(Wybrany fragment):
Ta niewielka miejscowość na południowym brzegu wyspy Krk, największej z chorwackich wysp, sezonowo tętni życiem, ale niezupełnie wymiera poza nim. Przynajmniej taka była na początku maja. Z kolei sama wyspa Krk łączy w sobie wszelkie uroki wyspiarskich klimatów z zaletami stałego połączenia z kontynentalną częścią Chorwacji, a to dzięki mostowi o długości 1430 m. Przejazd nim jest darmowy i jest to świetna alternatywa dla innych chorwackich wysp, na które trzeba przeprawić się płatnym promem.
Jaka jest ta swojsko brzmiąca dla polskiego ucha Baška (nie mylić z Baška Voda ani Stara Baška, bo to zupełnie inne miejscowości) oraz wyspa Krk? O ile o całej wyspie się nie wypowiem, bo jest jednak dość duża (jej powierzchnia wynosi 405,22 km²), to o samej Bašce i jej okolicy co nieco mogę Wam już opowiedzieć.

(Zapisane dane):

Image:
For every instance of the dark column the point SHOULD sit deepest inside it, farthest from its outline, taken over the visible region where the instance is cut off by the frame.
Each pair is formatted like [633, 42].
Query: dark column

(Wymagania):
Sprawdź, czy poniższe stwierdzenia są zgodne z fragmentem o Bašce i wyspie Krk. Przy każdym odpowiedz „tak” lub „nie” i przytocz dosłownie słowa tekstu, które o tym przesądzają.
1. Most łączący wyspę Krk z lądem ma długość 1430 m.
2. Za przejazd mostem na wyspę Krk trzeba zapłacić.
3. Baška i Baška Voda to ta sama miejscowość.

(Rozwiązanie zadania):
1. Tak: „dzięki mostowi o długości 1430 m”.
2. Nie: „Przejazd nim jest darmowy”.
3. Nie: „nie mylić z Baška Voda ani Stara Baška, bo to zupełnie inne miejscowości”.